Problem description: Could you echo back, word for word, only the part of the rows below that opens with the line containing "The user's goal involves the grey" and runs through the final row?

Data shown:
↓
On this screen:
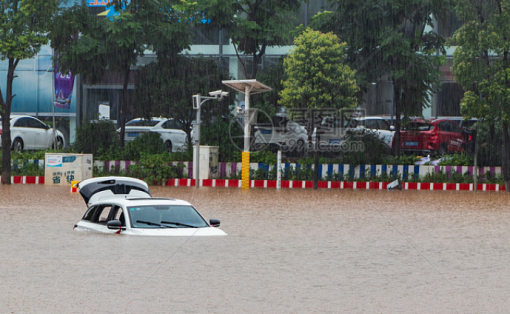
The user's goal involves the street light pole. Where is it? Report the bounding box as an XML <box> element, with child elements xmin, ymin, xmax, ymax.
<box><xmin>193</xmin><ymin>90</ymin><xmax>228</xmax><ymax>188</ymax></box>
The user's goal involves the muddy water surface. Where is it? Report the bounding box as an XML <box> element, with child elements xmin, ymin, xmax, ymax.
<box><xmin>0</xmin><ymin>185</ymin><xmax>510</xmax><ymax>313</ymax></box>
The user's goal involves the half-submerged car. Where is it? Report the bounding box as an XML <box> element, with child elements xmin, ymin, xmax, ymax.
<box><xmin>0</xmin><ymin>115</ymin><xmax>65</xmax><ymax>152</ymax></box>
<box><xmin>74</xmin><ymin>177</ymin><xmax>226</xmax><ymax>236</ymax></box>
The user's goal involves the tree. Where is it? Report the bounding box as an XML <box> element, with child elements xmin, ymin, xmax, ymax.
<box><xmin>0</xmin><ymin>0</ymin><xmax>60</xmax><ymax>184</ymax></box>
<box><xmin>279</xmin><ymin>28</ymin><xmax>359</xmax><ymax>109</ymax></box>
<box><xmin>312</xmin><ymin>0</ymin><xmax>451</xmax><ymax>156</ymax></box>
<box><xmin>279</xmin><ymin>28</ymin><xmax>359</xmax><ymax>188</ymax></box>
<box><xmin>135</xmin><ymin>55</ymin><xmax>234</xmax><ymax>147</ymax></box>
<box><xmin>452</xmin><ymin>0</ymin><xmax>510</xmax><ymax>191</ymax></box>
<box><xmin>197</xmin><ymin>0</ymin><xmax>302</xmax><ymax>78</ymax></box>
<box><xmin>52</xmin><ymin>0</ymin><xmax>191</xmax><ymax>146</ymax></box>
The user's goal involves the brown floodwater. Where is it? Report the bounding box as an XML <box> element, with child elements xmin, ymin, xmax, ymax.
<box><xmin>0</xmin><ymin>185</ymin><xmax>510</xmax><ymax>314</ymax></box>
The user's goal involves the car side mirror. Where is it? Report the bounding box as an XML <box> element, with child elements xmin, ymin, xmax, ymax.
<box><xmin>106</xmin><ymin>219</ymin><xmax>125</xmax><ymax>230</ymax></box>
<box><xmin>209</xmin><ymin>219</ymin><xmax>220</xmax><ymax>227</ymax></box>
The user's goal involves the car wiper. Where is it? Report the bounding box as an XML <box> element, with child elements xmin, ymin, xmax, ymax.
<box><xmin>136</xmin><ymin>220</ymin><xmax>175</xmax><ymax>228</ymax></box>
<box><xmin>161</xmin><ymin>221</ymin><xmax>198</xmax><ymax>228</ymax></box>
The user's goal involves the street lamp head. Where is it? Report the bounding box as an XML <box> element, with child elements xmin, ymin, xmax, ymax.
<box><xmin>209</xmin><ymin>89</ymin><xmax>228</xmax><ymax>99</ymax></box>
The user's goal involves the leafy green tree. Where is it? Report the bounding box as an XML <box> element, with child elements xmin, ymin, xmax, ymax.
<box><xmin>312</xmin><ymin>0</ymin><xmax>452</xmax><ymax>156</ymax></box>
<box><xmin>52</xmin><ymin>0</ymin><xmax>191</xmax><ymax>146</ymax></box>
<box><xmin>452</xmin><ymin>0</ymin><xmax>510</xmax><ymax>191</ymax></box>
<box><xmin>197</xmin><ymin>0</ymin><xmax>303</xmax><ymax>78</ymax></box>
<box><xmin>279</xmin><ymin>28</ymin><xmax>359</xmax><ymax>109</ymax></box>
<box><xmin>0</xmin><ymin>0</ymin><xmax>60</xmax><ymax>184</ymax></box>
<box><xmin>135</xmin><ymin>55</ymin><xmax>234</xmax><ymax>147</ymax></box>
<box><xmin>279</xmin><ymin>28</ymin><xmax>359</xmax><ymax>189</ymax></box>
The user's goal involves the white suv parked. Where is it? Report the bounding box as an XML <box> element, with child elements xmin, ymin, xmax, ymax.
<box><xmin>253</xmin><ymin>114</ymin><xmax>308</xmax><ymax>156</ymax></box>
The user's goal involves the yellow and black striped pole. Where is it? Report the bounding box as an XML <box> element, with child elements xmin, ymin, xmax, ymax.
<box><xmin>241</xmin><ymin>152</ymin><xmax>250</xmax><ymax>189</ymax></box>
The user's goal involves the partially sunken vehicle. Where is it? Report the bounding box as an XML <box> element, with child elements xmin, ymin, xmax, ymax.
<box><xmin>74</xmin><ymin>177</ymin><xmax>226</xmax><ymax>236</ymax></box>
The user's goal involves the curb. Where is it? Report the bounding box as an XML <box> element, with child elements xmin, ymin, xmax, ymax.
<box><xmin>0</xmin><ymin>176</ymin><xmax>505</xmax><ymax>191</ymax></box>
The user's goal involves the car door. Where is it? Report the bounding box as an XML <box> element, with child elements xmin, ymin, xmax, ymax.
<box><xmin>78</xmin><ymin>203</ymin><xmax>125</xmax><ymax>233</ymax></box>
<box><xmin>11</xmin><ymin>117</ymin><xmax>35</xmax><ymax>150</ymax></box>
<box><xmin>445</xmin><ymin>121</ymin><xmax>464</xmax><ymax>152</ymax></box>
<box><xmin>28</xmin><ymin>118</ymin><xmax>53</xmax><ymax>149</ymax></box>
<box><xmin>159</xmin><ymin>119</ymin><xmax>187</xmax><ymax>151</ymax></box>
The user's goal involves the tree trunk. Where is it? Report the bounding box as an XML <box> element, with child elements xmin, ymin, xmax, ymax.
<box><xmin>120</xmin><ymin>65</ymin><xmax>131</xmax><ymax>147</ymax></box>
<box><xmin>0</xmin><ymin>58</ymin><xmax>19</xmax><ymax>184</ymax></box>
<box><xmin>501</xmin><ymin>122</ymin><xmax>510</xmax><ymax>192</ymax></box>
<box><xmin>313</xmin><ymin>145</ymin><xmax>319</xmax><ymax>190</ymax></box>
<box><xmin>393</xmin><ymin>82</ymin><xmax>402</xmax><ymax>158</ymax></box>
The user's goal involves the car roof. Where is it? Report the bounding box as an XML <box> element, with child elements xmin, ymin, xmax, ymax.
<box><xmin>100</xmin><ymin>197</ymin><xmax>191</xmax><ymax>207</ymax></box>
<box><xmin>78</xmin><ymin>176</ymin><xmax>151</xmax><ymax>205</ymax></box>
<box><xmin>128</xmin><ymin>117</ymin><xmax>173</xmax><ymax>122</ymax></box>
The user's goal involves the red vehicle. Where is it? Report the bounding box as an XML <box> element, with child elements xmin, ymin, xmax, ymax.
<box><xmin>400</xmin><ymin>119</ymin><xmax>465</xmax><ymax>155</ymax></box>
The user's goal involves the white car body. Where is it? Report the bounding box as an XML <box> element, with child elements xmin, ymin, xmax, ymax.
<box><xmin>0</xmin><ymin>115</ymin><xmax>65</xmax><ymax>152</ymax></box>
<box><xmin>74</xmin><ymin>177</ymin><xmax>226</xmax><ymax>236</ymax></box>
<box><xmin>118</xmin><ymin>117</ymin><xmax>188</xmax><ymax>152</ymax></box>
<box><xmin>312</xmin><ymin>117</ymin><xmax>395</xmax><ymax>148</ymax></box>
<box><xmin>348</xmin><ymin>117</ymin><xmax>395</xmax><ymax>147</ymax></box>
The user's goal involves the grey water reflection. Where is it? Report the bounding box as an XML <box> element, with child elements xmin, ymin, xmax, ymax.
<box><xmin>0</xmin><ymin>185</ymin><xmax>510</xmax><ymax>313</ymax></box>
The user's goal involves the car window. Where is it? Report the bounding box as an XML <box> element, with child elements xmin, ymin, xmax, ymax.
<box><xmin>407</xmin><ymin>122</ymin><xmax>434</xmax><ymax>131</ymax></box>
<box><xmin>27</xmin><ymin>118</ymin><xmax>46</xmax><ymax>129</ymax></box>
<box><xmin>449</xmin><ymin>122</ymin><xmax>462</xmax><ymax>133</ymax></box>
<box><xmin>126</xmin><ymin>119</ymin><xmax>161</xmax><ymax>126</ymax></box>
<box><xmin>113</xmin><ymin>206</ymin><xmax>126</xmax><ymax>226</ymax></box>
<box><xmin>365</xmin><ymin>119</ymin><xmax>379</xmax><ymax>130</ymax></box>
↑
Solution for this exercise:
The user's goal involves the grey water reflection. Where is it? Report the bounding box as an XML <box> element, with child elements xmin, ymin, xmax, ymax.
<box><xmin>0</xmin><ymin>185</ymin><xmax>510</xmax><ymax>313</ymax></box>
The user's goal involves the car window. Where is it? Report the bounding box as an XML <box> element, with child elements xmin, ymin, xmax, ymax.
<box><xmin>407</xmin><ymin>122</ymin><xmax>434</xmax><ymax>131</ymax></box>
<box><xmin>27</xmin><ymin>118</ymin><xmax>46</xmax><ymax>129</ymax></box>
<box><xmin>449</xmin><ymin>122</ymin><xmax>462</xmax><ymax>133</ymax></box>
<box><xmin>126</xmin><ymin>119</ymin><xmax>161</xmax><ymax>126</ymax></box>
<box><xmin>113</xmin><ymin>206</ymin><xmax>126</xmax><ymax>226</ymax></box>
<box><xmin>365</xmin><ymin>119</ymin><xmax>379</xmax><ymax>130</ymax></box>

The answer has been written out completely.